* Quoted passage:
The proposed empirical scoring algorithm was implemented on SPSS version 25, as shown in Table 1. The variable computation function of SPSS was used for implementing the empirical scoring algorithm. The multiple ML classifiers were implemented on MATLAB version R2019b. The classification learning module of the MATLAB package was used to train the ML models. In testing the models generated by the 25 ML algorithms, 10-fold cross-validation was adopted in each of the four experimental data scenarios. Therefore, in each of the 10 cross-validations, the training dataset was partitioned into 10 subsets. The remaining nine data subsets were randomly used by the classification algorithm for testing the classifier. This validation process was iterated 10 times before averaging the classification error rates. Moreover, no hard coding was performed as the algorithm module, and the cross-validation procedures were embedded in the MATLAB R2019b platform and were selected from the graphical user interface before the learning phase. Finally, all the experimental runs were conducted on a personal computer with Microsoft Operating System. The different parameter combinations used in each experimental scenario are described in Table 2.
4. Results and Discussion
4.1 Confusion Matrix of the Empirical Scoring Algorithm
The basic parameters of TP, FP, TN, and FN, highlighted with the help of Table 3, were used for deriving different evaluation metrics, including classification accuracy, specificity, and sensitivity, to evaluate the performance of both empirical and ML algorithms.
4.2 Comparative Performance of the ML Models and the Empirical Scoring Algorithm Across Various Experimental Scenarios
Tables 4–7 summarize the TP, FP, TN, and FN rates achieved by the multiple ML models implemented under data Scenarios 1, 2, 3, and 4, respectively. Comparative analysis showed that the empirical scoring algorithm outperformed the multiple ML models across all the experimental scenarios by achieving the highest sensitivity of 97%. However, in the first experimental scenario, Fine Gaussian SVM exhibited the highest specificity of 99% with the lowest classification accuracy of 57% (only 1% ahead of the empirical scoring algorithm) (Table 4). Overall, Coarse Gaussian SVM and Ensemble Bagged Trees achieved the highest accuracy of 78% in this scenario.

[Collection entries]
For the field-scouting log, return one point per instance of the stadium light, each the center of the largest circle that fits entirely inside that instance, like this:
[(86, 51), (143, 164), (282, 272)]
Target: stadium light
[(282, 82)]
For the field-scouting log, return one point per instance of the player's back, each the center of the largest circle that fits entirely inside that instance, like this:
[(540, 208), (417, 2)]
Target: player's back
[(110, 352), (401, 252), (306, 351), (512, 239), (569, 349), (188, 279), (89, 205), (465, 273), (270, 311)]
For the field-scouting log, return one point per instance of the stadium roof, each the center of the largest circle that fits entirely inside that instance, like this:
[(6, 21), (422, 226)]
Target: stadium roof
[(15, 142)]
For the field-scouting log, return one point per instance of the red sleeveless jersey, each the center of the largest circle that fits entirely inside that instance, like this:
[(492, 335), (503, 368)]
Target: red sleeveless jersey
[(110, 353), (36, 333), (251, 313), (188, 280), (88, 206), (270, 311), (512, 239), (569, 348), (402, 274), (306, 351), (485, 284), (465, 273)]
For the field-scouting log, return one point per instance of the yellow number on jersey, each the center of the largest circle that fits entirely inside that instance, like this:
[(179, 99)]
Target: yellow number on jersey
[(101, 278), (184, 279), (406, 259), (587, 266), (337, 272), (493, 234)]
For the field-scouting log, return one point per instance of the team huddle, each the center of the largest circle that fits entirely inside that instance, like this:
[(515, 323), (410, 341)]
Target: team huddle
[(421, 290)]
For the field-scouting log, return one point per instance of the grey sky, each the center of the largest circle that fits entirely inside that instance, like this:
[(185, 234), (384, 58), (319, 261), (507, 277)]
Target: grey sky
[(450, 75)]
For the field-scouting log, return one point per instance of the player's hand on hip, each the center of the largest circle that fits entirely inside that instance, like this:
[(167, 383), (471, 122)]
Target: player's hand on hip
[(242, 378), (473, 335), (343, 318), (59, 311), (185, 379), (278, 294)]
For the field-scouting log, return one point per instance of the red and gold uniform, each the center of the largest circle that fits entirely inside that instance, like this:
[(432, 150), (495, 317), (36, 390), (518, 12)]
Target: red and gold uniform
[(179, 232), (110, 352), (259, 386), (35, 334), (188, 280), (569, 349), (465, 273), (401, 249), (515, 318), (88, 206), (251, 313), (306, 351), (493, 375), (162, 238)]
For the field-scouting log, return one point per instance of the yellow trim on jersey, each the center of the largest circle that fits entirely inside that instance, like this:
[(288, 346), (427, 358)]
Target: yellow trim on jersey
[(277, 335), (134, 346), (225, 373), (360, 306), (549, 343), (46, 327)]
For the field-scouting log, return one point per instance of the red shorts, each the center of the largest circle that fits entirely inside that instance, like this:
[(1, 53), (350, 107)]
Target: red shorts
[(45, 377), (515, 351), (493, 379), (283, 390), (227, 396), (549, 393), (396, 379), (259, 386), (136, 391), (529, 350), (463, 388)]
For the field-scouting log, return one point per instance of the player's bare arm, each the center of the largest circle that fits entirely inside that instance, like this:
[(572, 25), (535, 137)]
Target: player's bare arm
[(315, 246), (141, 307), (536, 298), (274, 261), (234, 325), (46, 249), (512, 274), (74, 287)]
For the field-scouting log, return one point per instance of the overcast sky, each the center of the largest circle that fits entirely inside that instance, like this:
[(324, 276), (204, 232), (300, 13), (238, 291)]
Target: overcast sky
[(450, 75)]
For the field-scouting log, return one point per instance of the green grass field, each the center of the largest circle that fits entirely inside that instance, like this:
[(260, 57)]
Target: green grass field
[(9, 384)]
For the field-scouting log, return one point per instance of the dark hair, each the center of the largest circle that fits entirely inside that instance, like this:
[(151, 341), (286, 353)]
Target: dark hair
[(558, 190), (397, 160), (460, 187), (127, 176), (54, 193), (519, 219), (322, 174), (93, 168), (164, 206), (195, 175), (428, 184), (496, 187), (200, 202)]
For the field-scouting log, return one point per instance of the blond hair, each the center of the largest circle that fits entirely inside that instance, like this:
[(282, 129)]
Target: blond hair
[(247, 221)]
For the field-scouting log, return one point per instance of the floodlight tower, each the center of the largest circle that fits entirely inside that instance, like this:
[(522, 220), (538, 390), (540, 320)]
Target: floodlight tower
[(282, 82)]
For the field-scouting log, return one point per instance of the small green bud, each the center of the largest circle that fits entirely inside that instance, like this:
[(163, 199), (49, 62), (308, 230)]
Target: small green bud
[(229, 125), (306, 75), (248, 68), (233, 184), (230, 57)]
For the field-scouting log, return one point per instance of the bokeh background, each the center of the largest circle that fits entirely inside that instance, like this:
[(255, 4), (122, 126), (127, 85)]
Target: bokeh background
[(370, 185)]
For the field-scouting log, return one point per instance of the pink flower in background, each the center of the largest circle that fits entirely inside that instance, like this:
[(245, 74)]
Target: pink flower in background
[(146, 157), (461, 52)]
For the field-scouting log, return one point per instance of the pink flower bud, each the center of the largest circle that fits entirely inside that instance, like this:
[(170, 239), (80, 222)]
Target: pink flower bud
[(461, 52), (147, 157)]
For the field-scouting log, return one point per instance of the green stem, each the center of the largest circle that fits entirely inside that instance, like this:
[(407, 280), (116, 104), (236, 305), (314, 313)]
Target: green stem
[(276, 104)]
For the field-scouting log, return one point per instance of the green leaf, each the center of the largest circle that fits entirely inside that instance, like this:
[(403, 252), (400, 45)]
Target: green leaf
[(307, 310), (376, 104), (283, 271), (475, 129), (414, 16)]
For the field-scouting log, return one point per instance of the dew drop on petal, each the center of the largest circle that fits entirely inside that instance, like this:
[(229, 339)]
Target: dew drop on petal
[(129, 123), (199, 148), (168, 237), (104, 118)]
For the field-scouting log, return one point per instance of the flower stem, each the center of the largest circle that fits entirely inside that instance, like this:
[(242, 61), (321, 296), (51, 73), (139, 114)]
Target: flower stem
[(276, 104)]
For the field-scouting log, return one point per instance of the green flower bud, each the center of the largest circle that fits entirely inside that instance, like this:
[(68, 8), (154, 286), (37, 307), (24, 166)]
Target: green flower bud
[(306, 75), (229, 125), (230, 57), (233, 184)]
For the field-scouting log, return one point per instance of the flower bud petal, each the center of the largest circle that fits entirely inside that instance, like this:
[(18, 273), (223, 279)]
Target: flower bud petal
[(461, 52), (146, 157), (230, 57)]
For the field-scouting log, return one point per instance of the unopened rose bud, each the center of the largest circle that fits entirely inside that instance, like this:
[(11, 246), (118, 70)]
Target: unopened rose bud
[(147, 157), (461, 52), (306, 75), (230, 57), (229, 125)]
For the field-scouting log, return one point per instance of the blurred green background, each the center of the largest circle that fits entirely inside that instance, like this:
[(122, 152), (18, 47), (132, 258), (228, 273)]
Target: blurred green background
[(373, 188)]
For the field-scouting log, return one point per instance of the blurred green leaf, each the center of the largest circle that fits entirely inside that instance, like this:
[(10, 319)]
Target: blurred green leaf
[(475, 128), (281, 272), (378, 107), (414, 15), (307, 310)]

* Prompt 1: List every classifier that the passage on the empirical scoring algorithm names individually.
* Prompt 2:
Answer these questions from the passage on the empirical scoring algorithm.
(a) Which software and version were used to implement the empirical scoring algorithm?
(b) How many ML algorithms generated the models that were tested?
(c) What highest sensitivity did the empirical scoring algorithm achieve?

* Written answer 1:
Fine Gaussian SVM
Coarse Gaussian SVM
Ensemble Bagged Trees

* Written answer 2:
(a) SPSS version 25
(b) 25
(c) 97%